[OBJECTIVE]:
Format the entries as a Markdown table with the columns Row and Line, from the first line through the line containing "614), (618, 622)]", with both of those lines included. Number each row and leave out blank lines.

[PROVIDED RECORDS]:
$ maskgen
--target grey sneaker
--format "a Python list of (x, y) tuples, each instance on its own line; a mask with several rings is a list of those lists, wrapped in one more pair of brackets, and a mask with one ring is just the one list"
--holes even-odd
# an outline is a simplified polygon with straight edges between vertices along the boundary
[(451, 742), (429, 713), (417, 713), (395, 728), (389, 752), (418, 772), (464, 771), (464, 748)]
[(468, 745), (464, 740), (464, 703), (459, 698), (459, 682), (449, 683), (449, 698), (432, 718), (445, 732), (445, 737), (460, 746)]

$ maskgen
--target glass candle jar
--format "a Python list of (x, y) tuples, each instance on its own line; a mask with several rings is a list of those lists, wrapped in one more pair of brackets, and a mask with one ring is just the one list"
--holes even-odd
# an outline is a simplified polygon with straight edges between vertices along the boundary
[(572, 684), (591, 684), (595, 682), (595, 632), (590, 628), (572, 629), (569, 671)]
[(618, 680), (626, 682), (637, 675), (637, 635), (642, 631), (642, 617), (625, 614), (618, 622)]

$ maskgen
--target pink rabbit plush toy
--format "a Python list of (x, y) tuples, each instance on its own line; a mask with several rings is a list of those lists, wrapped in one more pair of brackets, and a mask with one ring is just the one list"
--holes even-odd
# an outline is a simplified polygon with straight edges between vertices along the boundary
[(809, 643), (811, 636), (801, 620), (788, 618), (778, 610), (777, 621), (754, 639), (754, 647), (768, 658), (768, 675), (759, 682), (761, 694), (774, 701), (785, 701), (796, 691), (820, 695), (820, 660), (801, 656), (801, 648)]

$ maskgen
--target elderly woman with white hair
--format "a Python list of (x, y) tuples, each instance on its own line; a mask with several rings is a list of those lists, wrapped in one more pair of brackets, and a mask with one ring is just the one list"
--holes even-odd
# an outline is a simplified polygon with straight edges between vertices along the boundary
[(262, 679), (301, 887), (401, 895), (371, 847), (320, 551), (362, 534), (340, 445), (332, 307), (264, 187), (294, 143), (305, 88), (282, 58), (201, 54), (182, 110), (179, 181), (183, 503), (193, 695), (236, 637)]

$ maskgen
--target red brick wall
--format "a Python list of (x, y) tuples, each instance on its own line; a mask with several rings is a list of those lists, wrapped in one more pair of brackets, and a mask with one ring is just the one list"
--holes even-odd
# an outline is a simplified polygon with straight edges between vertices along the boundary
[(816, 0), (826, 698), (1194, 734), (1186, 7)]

[TASK RESPONSE]:
| Row | Line |
|---|---|
| 1 | $ maskgen |
| 2 | --target grey sneaker |
| 3 | --format "a Python list of (x, y) tuples, each instance on its own line; a mask with several rings is a list of those lists, wrapped in one more pair of brackets, and a mask with one ring is just the one list" |
| 4 | --holes even-odd |
| 5 | # an outline is a simplified polygon with straight edges between vertices along the boundary |
| 6 | [(451, 742), (429, 713), (417, 713), (395, 728), (389, 752), (418, 772), (464, 771), (464, 748)] |
| 7 | [(468, 745), (464, 740), (464, 703), (459, 698), (459, 682), (449, 683), (449, 698), (432, 718), (445, 732), (445, 737), (460, 746)] |
| 8 | $ maskgen |
| 9 | --target glass candle jar |
| 10 | --format "a Python list of (x, y) tuples, each instance on its own line; a mask with several rings is a list of those lists, wrapped in one more pair of brackets, and a mask with one ring is just the one list" |
| 11 | --holes even-odd |
| 12 | # an outline is a simplified polygon with straight edges between vertices along the boundary |
| 13 | [(572, 684), (591, 684), (595, 682), (595, 632), (590, 628), (572, 629), (569, 671)] |
| 14 | [(618, 680), (626, 682), (637, 675), (637, 635), (642, 631), (642, 617), (625, 614), (618, 622)] |